For example, Intelligent Design huxters believe that we were placed here, in situ, ready to move forward as fully developed human beings. The obvious corollary is that we live in the best of all possible worlds, since an omnipotent, all-loving god wouldn’t manufacture a second-rate creation. Unfortunately, masculine nipples, along with other apparently vestigial features like ear lobes, appendices and hair, show up ID for the tripe it is.
While I regard discussions about ID to be a waste of time, the ID phenomenon provides an excellent example of an assumption which permeates dominionist religious views. It assumes a dualist world view in which spirit and matter are distinct and each connotes a value in relation to the other. We are supposed to aspire to a life of the spirit. It is up, above, elevated. Matter, on the other hand, is associated with words like dross. It drags us down and is inferior. We humans belong primarily to the world of spirit and have been granted authority over the world of material things in order to make our corporeal time pleasant; eventually, we will shuffle off this mortal coil and go back to where we belong—back to the spiritual realm. The body, with its hair and bad breath and nipples, belongs to the inferior side of the dualist equation.
2) Ironically, the other group of people for whom the nipple is problematic is the group most likely to disagree with the first group — ultra-rationalists, like secular humanists, and like the so-called new atheists. I don’t mean to suggest that men like Christopher Hitchens, Daniel Dennett, Sam Harris and Richard Dawkins take personal offense at the presence of bumps on a T-shirt. I have no idea what these men think about nipples. However, I do believe that their ideas stand in a long line from the Enlightenment down to the present day which entertains a dualism all its own. Theirs is the dualism that pits Reason against the unruly forces of the human subconscious. The nipple reminds the Rationalist that not everything true can bow to Reason. The oral fixation that haunts a middle-aged, chain-smoking man has its beginnings in the earliest encounters with his mother’s nipples. The capacity to form relationships takes its origins from the imprinting that began at a mother’s breast while gazing up into her eyes. In the nipple is longing, sometimes for simple sexual gratification, sometimes for deep psychic connection. In the nipple is nurture and need, and in it, too, is loss and separation. But none of these in a wide array of possible meanings can be parsed by a Reasonable man.
-=-=-=-=-
## Task A
In the rows, from the line with "of the mossy" through the last row, change "mossy branch" to "moss-covered limb" and give those lines back with nothing else altered.
The essay and the rows below it come from unrelated sources.

## Material for this exercise
-=-=-=-=-
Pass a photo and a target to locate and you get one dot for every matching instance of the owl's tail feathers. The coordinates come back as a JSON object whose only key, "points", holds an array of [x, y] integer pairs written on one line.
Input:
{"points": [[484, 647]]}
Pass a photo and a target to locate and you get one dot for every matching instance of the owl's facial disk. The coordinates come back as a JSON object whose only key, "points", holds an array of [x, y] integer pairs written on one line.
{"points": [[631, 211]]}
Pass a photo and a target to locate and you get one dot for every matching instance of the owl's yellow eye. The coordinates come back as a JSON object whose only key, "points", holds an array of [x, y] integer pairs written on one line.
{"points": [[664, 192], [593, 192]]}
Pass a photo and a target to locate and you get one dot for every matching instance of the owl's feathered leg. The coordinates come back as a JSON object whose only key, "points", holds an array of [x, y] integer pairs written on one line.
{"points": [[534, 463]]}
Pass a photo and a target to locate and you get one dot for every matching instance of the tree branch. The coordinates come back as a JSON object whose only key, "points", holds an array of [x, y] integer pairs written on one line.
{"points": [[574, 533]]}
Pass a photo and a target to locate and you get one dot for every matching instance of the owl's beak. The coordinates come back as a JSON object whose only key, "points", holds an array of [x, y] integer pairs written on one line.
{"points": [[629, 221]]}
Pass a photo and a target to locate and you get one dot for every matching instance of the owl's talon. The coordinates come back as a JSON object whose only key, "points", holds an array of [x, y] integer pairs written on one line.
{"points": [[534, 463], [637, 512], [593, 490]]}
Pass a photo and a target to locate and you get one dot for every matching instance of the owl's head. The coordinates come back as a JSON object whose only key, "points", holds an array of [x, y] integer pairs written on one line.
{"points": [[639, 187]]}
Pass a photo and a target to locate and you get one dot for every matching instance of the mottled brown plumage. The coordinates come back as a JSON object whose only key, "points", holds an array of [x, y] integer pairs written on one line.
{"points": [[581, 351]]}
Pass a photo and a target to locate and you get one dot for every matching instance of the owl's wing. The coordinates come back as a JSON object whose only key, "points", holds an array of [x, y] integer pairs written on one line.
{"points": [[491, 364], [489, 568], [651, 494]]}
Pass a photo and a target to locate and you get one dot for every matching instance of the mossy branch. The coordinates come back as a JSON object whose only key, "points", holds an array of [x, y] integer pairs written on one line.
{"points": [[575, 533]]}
-=-=-=-=-
## Task B
In the essay on nipples and dualism, what does the ultra-rationalists' dualism pit against the unruly forces of the human subconscious?

## Task solution A
Pass a photo and a target to locate and you get one dot for every matching instance of the moss-covered limb. The coordinates come back as a JSON object whose only key, "points", holds an array of [x, y] integer pairs written on one line.
{"points": [[575, 533]]}

## Task solution B
Reason.